(Extracted records)
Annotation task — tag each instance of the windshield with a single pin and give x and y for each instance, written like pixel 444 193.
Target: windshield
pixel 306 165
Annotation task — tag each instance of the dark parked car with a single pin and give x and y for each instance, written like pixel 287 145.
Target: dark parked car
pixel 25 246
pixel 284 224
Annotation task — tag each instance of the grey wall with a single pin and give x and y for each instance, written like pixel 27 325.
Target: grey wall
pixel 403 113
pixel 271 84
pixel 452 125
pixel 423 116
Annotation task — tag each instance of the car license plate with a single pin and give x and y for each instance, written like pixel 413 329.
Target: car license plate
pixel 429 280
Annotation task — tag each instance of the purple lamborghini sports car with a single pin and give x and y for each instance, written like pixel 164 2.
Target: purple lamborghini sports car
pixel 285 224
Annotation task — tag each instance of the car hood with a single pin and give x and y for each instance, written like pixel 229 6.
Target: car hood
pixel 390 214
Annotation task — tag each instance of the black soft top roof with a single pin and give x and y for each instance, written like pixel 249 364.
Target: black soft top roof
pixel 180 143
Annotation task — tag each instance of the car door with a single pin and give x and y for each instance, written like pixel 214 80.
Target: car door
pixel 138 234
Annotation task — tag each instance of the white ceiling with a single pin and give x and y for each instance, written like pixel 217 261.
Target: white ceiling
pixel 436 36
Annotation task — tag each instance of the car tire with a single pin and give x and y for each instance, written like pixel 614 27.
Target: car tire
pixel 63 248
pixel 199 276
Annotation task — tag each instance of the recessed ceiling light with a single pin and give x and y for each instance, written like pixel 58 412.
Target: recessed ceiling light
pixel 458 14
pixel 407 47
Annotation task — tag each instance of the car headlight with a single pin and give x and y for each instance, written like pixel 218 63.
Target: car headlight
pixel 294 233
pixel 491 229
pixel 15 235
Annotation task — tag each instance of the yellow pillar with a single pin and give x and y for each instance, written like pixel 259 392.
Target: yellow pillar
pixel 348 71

=== Your objective ===
Format the lines of the material above as a numbered list, from the line containing "Annotation task — tag each instance of the purple" through the line containing "pixel 390 214", inclusive, leaving out any blank lines.

=== Written solution ===
1. Annotation task — tag each instance of the purple lamborghini sports car with a single pin and give x and y for each instance, written like pixel 164 2.
2. Target: purple lamborghini sports car
3. pixel 285 224
4. Annotation task — tag each instance of the car hood with a single pin and give x and y for each instance, written like pixel 229 6.
5. Target: car hood
6. pixel 390 214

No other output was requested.